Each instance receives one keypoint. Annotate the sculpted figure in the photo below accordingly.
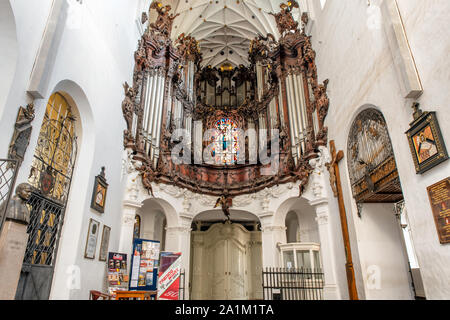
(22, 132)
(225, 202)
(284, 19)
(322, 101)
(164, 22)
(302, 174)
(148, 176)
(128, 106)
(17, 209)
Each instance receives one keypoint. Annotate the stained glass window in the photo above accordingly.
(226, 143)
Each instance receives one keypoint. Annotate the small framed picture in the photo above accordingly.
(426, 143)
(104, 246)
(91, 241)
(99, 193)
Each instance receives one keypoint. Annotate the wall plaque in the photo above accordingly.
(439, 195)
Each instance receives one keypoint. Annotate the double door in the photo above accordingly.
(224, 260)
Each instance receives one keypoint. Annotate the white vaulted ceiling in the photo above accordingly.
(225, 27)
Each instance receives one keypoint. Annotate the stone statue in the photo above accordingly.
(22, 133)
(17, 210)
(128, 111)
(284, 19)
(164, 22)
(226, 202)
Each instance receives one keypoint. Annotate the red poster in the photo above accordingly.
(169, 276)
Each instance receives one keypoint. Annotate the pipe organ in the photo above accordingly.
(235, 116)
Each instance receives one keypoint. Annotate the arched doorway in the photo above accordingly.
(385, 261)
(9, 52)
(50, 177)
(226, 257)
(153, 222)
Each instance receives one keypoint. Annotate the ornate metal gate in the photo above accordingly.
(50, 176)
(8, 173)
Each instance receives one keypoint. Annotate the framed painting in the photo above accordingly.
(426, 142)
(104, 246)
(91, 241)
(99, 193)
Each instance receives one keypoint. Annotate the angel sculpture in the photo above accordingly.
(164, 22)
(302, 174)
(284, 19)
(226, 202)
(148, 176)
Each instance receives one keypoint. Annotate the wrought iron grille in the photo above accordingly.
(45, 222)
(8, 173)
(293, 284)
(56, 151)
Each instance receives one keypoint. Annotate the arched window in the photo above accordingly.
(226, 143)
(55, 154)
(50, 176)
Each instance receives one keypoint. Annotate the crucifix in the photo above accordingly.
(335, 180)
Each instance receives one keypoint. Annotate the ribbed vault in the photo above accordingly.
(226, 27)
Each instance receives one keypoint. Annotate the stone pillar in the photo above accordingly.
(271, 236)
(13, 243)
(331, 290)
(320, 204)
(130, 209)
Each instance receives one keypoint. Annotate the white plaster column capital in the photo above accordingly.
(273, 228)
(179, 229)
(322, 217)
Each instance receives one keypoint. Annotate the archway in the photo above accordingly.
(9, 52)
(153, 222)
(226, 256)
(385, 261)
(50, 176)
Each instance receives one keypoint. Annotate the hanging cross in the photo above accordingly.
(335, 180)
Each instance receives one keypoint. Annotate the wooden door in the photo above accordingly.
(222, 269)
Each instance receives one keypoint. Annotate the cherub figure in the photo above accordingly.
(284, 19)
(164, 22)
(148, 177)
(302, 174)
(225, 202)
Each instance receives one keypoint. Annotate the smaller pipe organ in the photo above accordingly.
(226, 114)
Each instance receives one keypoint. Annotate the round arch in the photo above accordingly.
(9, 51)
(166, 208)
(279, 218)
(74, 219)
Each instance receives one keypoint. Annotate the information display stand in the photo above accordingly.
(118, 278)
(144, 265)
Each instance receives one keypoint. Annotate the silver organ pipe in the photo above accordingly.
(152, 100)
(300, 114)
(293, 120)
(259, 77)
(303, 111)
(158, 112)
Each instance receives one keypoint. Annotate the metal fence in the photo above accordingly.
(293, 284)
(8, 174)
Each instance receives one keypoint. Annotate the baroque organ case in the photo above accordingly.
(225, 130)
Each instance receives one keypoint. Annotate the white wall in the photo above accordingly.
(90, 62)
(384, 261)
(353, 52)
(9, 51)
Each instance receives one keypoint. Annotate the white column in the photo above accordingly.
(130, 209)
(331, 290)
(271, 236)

_Requirement_: Copy the data above word for word, leaving out any pictures.

_Written solution_:
Each instance receives one keypoint. Annotate the sculpted figure in the photo below accordingly.
(22, 132)
(225, 202)
(284, 19)
(322, 101)
(164, 22)
(302, 174)
(148, 176)
(128, 106)
(17, 209)
Each instance receives one keypoint. Annotate the stained glass window in the photo above accordingly.
(226, 143)
Each instance receives one keypoint. Annotate the small framed picture in the photo above accordingly.
(426, 143)
(104, 246)
(91, 241)
(99, 193)
Each instance receives one keypoint. Annotate the wall plaque in the photo above accordingly.
(439, 195)
Each instance receives one keypoint. Annotate the double door in the photo above accordingly.
(224, 260)
Each instance receives one keypoint. Annotate the white vaulted ceiling in the photo above accordingly.
(225, 27)
Each instance receives one keypoint. Annotate the stone statue in the photo above accordingly.
(22, 133)
(17, 210)
(128, 111)
(284, 19)
(164, 22)
(226, 202)
Each instance receives one keypoint. Annotate the red poster in the photo above accordingly.
(169, 276)
Each instance receives one keypoint. Annotate the pipe organ in the photo above accordingly.
(235, 116)
Each instance receives one keypoint. Annotate the arched doorway in the photo above accordingly.
(385, 261)
(9, 52)
(50, 177)
(226, 257)
(153, 222)
Each instance receives one keypoint. Annotate the ornate metal gate in the photo above accordingly.
(50, 176)
(8, 173)
Each instance receives one keypoint. Annotate the framed painting in the photo above accordingly.
(426, 142)
(104, 246)
(91, 241)
(99, 193)
Each instance receives one keypoint. Annotate the angel sculpture in the photo above accordingly.
(164, 22)
(302, 174)
(284, 19)
(226, 202)
(148, 176)
Each instance receives one keypoint. Annotate the wrought iron grille in the photo above accordingly.
(45, 222)
(8, 173)
(293, 284)
(56, 151)
Each instance receives one keypoint. Annotate the arched window in the photo above accordingly.
(226, 143)
(55, 154)
(50, 176)
Each instance receives one keypoint. Annotate the crucifix in the photo above accordingly.
(335, 180)
Each instance receives one keypoint. Annotate the ribbed vault in the photo above accordingly.
(226, 27)
Each instance receives one keypoint. Annotate the stone pillar in the photo above accordingly.
(271, 236)
(13, 243)
(331, 290)
(320, 204)
(130, 209)
Each instance receives one keypoint. Annotate the white plaster column capital in the photo above accordingly.
(273, 228)
(179, 229)
(322, 217)
Each instance receives one keypoint. Annotate the archway in the photo above accordingly.
(9, 52)
(153, 222)
(226, 256)
(385, 261)
(50, 176)
Each instance receives one keypoint. Annotate the hanging cross in the photo above accordingly.
(335, 180)
Each instance receives one keypoint. Annotate the wooden door in the photo above accordingly.
(222, 269)
Each instance receives one keypoint. Annotate the cherub figure in the photo above accordingly.
(284, 19)
(164, 22)
(148, 177)
(302, 174)
(225, 202)
Each instance receives one keypoint. Annotate the smaller pipe organ in the photo above accordingly.
(226, 114)
Each instance receives one keypoint. Annotate the round arch in the photo above accordingly.
(9, 51)
(166, 208)
(279, 218)
(74, 219)
Each instance receives one keypoint. Annotate the information display stand in the photo above accordingly.
(118, 278)
(144, 265)
Each instance receives one keypoint. Annotate the silver organ pipe in the photo above accordingly.
(152, 100)
(300, 114)
(293, 120)
(259, 77)
(303, 111)
(158, 112)
Each instance receives one keypoint. Annotate the metal fence in the photo above accordingly.
(293, 284)
(8, 174)
Each instance receives one keypoint. Annotate the baroque organ case in the photo above accordingly.
(225, 130)
Each instance receives one keypoint. Annotate the white wall in the photo above accordingly.
(90, 62)
(384, 261)
(353, 52)
(9, 51)
Each instance receives one keypoint. Annotate the white column in the photo above accordingly.
(130, 209)
(331, 290)
(271, 236)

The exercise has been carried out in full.